_Assignment_: Pull out every line from the line containing "The photo below holds the instances." through the end of the material, both ends included, and reproduce it exactly. Keep pictures out.

_Records provided_:
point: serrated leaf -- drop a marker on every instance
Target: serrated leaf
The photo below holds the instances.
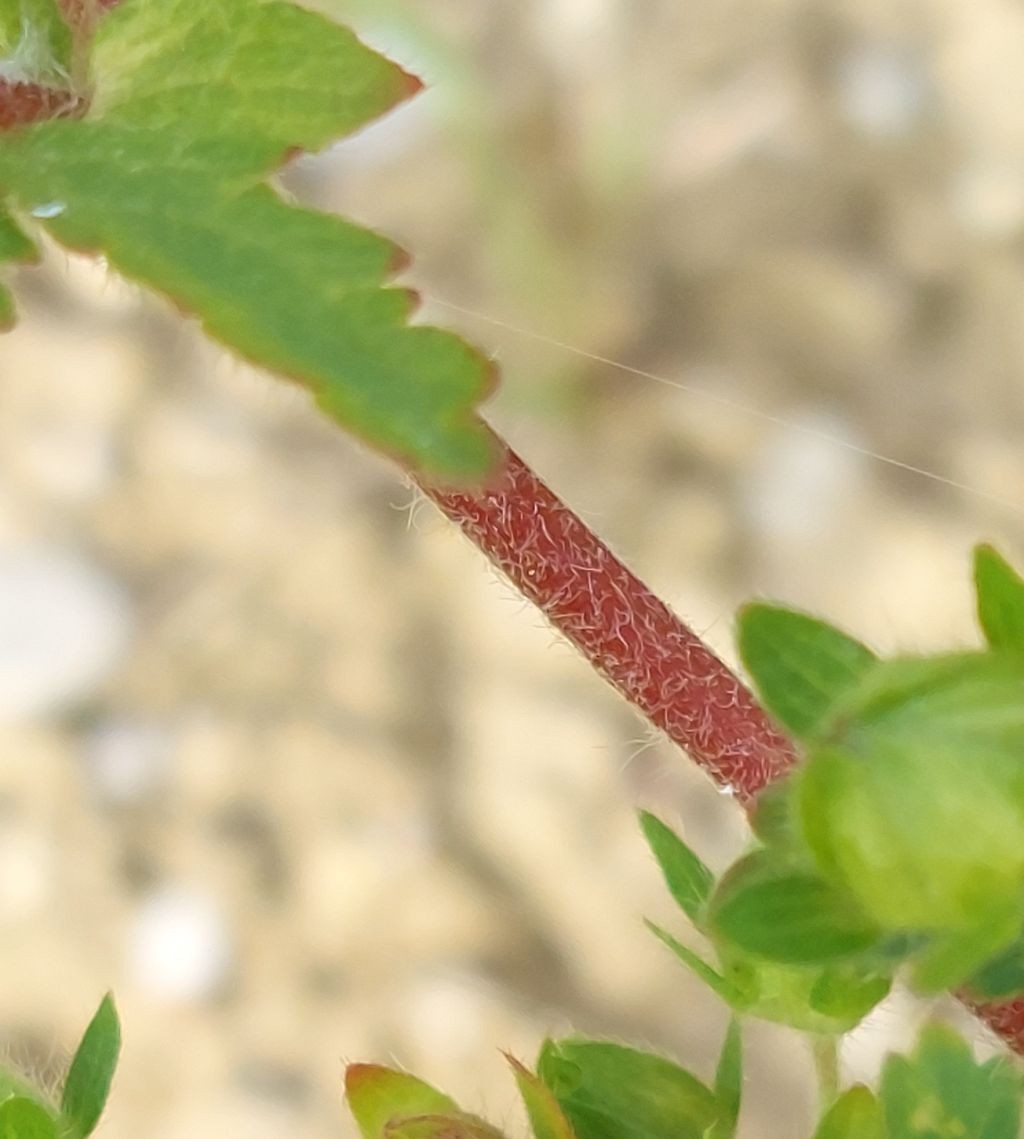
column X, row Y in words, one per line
column 14, row 246
column 24, row 1119
column 698, row 966
column 800, row 664
column 609, row 1091
column 854, row 1115
column 728, row 1084
column 91, row 1072
column 787, row 914
column 688, row 879
column 942, row 1091
column 546, row 1117
column 377, row 1095
column 35, row 42
column 160, row 178
column 239, row 71
column 1000, row 599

_Completed exercise_:
The photo below holds the instances.
column X, row Y in words, one per line
column 14, row 246
column 24, row 1119
column 698, row 966
column 800, row 664
column 609, row 1091
column 854, row 1115
column 728, row 1084
column 91, row 1072
column 787, row 914
column 688, row 879
column 942, row 1091
column 546, row 1117
column 377, row 1095
column 35, row 42
column 160, row 178
column 239, row 71
column 1000, row 599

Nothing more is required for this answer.